(INPUT DATA)

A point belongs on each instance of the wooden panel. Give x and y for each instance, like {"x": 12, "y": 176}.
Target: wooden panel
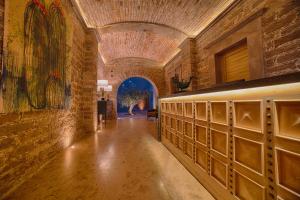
{"x": 201, "y": 134}
{"x": 200, "y": 110}
{"x": 174, "y": 139}
{"x": 219, "y": 141}
{"x": 179, "y": 126}
{"x": 168, "y": 107}
{"x": 173, "y": 108}
{"x": 173, "y": 123}
{"x": 249, "y": 154}
{"x": 162, "y": 106}
{"x": 168, "y": 135}
{"x": 288, "y": 170}
{"x": 219, "y": 171}
{"x": 288, "y": 119}
{"x": 248, "y": 115}
{"x": 201, "y": 158}
{"x": 167, "y": 122}
{"x": 188, "y": 149}
{"x": 188, "y": 109}
{"x": 188, "y": 129}
{"x": 247, "y": 189}
{"x": 180, "y": 143}
{"x": 219, "y": 112}
{"x": 234, "y": 63}
{"x": 179, "y": 108}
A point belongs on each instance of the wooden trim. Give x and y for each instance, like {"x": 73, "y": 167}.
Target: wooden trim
{"x": 237, "y": 27}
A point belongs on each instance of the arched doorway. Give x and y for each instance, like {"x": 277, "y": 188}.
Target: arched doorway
{"x": 135, "y": 96}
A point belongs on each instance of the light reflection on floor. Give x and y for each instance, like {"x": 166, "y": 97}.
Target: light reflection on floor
{"x": 124, "y": 161}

(End INPUT DATA)

[WORK TO COMPLETE]
Within the material above, find every line containing the word "each" and copy it.

[RESPONSE BELOW]
A point belongs on each instance of the wooden panel. Give x and y for each instance, like {"x": 12, "y": 176}.
A point belongs on each instance of the wooden trim. Give x and y for each instance, like {"x": 73, "y": 167}.
A point belongs on each instance of the arched doorway. Give x and y for each instance, like {"x": 277, "y": 188}.
A point belongs on each instance of the light reflection on floor. Give x and y for each instance, like {"x": 166, "y": 97}.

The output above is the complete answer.